Copy the records exactly. Every line must match.

[RECORDS TO PROCESS — start]

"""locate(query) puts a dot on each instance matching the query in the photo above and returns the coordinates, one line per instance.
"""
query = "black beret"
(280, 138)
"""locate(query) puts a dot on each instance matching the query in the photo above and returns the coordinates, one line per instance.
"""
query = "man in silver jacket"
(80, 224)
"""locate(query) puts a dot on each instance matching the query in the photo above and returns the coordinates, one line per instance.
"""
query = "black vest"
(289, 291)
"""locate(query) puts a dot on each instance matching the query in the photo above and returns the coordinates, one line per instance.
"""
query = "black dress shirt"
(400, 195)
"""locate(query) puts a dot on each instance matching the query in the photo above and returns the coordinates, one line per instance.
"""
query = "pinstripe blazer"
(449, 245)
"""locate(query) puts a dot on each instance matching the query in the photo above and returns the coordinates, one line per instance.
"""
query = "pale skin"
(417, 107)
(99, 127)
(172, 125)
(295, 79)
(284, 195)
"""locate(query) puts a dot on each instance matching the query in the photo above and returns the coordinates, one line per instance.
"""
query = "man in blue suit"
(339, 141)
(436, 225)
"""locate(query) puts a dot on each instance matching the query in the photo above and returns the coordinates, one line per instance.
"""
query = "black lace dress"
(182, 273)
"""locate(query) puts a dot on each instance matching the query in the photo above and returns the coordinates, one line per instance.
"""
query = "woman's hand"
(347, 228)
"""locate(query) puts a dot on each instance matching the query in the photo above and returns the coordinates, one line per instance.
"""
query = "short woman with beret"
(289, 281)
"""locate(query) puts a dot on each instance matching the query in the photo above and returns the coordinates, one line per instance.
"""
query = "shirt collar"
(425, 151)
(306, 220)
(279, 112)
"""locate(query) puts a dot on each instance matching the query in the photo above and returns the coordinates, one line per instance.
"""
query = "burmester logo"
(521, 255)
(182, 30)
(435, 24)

[RECORDS TO PROCESS — finish]

#### COMPLETED TASK:
"""locate(query) puts a dot on each instance matching the query in the photo above and returns the coordinates, one line per instance.
"""
query = "black beret"
(280, 138)
"""locate(query) puts a dot on each instance matching the query in the photo above and returns the coordinates, one line per instance.
"""
query = "man in silver jacket"
(80, 224)
"""locate(query) puts a dot on each instance matching the query in the photo above and returns the coordinates, one line per instance.
"""
query = "black vest"
(289, 291)
"""locate(query) puts a dot on each instance matching the query in the photo above and returns the coordinates, one line per instance.
"""
query = "black dress shirt"
(400, 195)
"""locate(query) puts a dot on each instance matching the query in the photo above and returns the coordinates, one line per instance.
"""
query = "pinstripe blazer"
(449, 245)
"""locate(query) puts a dot on each instance matching the query in the photo above and returns the coordinates, one line per instance.
"""
query = "pale skin"
(417, 107)
(99, 127)
(172, 125)
(295, 79)
(284, 195)
"""locate(query) puts a dot on each instance matching the query in the photo above and returns the coordinates, one line per instance.
"""
query = "man in blue suit"
(339, 141)
(436, 225)
"""locate(query) puts a dot on each instance matching the query in the photo above and returns the coordinates, one line per instance.
"""
query = "black lace dress"
(182, 273)
"""locate(query) puts a dot on each instance matching the query in the photo above and returns the coordinates, one line per instance.
"""
query = "woman's hand"
(347, 228)
"""locate(query) puts a dot on each instance matching the query in the photo above and returns the coordinates, one line per instance.
"""
query = "short woman with beret"
(289, 281)
"""locate(query) puts a dot on each instance matching the query in the photo above and returns the coordinates, one line per instance.
"""
query = "shirt collar"
(425, 151)
(306, 220)
(279, 112)
"""locate(query) puts a dot on each instance matching the query in the photo above and returns the coordinates, one line per instance.
"""
query = "burmester logo"
(521, 255)
(182, 30)
(435, 24)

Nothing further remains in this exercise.